[Directive] Collect every line in the data below that contains the string "grass". Case matters, so match uppercase and lowercase letters exactly.

[Extracted records]
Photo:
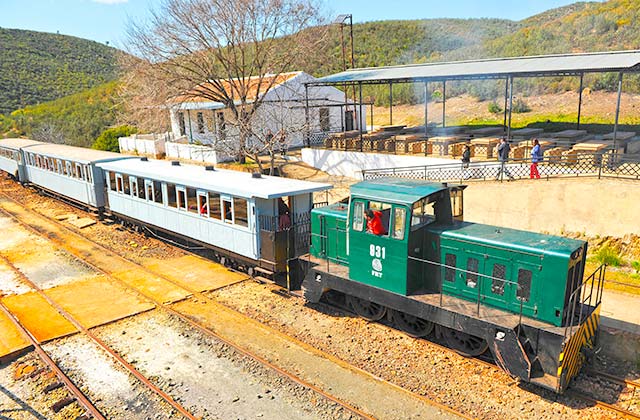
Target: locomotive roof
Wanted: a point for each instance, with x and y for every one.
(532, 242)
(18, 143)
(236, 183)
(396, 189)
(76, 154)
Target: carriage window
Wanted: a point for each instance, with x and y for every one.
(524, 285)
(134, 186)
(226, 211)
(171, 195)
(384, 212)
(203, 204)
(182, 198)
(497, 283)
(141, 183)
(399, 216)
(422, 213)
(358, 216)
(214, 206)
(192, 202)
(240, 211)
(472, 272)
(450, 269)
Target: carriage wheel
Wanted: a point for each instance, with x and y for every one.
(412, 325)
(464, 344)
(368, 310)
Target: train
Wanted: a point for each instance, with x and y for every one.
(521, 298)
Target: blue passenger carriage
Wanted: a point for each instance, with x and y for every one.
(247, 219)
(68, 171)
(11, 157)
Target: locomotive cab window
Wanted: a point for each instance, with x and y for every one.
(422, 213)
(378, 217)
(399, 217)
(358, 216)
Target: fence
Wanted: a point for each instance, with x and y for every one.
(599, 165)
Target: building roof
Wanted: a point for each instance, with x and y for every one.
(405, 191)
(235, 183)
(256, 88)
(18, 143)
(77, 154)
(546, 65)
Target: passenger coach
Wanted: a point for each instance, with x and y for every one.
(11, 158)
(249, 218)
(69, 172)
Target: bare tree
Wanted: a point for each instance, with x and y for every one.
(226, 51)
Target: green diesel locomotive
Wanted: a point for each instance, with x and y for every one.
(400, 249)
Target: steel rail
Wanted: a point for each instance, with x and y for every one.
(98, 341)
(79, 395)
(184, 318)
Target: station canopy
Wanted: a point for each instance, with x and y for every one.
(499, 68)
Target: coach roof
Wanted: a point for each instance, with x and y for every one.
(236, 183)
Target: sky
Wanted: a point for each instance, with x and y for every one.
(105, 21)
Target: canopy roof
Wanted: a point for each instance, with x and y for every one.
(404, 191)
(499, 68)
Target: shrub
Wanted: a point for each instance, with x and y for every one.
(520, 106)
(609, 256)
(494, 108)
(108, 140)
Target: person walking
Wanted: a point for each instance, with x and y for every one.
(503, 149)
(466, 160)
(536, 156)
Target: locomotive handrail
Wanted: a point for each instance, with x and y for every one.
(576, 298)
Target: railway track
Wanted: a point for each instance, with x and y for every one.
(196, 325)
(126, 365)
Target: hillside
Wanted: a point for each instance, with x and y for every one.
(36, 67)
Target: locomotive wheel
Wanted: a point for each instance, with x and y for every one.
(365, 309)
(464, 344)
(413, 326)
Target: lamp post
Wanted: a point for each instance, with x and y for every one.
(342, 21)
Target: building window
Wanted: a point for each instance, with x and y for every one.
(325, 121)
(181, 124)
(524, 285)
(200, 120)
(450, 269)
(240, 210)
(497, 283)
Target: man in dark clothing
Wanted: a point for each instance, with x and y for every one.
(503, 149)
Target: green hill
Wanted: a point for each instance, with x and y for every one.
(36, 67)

...

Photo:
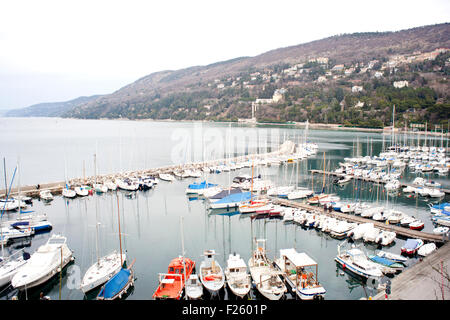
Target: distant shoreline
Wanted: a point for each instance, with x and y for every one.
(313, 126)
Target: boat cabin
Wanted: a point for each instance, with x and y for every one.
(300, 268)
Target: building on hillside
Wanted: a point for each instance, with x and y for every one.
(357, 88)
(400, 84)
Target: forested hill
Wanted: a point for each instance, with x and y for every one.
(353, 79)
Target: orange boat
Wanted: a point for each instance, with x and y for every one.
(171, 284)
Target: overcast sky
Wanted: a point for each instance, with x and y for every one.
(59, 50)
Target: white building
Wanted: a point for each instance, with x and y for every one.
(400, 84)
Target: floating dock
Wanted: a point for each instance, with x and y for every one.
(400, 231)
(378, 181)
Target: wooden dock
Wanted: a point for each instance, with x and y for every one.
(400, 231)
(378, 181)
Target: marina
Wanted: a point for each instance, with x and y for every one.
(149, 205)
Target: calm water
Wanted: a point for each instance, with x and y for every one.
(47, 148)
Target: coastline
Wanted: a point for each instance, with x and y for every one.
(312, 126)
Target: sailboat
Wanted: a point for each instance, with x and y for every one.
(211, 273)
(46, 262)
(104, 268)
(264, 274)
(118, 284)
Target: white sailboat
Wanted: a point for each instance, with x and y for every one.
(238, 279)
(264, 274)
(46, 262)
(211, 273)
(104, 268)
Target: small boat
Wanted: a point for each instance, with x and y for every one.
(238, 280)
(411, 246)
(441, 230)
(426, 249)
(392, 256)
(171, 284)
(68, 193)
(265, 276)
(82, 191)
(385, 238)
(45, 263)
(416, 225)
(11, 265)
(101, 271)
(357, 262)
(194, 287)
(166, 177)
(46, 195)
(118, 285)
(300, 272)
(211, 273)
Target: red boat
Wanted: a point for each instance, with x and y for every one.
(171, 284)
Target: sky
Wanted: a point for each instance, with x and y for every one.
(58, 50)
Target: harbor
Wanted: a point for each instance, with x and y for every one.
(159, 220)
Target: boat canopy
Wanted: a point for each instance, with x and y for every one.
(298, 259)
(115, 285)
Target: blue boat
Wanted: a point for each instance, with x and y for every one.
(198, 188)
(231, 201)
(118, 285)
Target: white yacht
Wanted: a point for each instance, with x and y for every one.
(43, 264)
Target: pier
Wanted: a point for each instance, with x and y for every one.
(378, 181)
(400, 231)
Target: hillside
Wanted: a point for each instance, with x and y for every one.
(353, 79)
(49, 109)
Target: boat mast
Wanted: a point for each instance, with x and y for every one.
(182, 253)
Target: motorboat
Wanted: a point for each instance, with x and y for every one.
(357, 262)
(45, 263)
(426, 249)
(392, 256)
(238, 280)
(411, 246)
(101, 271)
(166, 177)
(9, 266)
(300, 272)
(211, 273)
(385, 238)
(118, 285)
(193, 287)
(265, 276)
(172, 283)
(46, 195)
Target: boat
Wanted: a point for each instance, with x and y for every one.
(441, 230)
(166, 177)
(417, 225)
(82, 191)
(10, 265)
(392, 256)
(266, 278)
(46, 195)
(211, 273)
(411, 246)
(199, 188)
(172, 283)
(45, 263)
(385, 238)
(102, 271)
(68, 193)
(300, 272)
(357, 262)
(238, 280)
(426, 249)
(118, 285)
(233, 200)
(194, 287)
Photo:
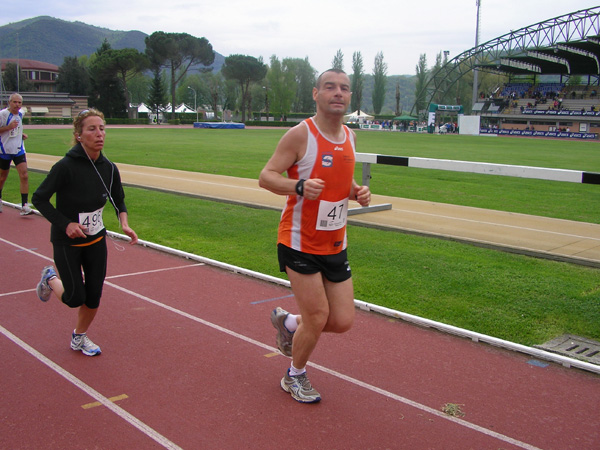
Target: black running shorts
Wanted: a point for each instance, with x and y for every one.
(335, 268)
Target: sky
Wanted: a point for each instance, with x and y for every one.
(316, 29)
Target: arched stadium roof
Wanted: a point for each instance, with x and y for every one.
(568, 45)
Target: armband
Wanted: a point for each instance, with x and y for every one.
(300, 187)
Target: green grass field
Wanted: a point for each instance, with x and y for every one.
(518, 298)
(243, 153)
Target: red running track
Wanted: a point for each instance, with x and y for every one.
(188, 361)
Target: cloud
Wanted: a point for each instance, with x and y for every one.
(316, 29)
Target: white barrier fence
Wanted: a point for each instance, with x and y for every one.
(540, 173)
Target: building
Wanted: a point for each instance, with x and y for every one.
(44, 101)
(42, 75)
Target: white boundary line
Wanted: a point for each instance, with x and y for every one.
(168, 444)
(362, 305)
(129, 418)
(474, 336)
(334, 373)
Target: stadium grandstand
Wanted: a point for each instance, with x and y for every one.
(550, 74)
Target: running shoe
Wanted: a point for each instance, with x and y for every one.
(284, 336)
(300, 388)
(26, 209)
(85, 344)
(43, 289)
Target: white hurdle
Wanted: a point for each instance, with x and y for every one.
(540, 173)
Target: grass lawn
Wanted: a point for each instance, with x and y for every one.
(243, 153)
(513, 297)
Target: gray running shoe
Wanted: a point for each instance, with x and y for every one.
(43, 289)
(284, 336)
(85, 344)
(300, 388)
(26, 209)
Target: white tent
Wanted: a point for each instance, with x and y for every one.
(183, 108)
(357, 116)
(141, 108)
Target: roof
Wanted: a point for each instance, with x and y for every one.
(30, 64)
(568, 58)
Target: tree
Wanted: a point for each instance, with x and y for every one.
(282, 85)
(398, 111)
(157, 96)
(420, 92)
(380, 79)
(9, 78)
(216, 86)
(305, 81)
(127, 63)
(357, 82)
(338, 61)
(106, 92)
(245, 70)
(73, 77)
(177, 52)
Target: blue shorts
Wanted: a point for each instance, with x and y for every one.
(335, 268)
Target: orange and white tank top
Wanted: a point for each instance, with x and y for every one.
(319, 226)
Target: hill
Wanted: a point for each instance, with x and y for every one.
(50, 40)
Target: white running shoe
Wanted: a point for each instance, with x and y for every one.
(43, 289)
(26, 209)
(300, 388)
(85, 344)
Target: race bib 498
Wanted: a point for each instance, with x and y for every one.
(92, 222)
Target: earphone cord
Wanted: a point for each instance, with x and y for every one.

[Result of this exercise]
Target: green grass field
Target: grass lawn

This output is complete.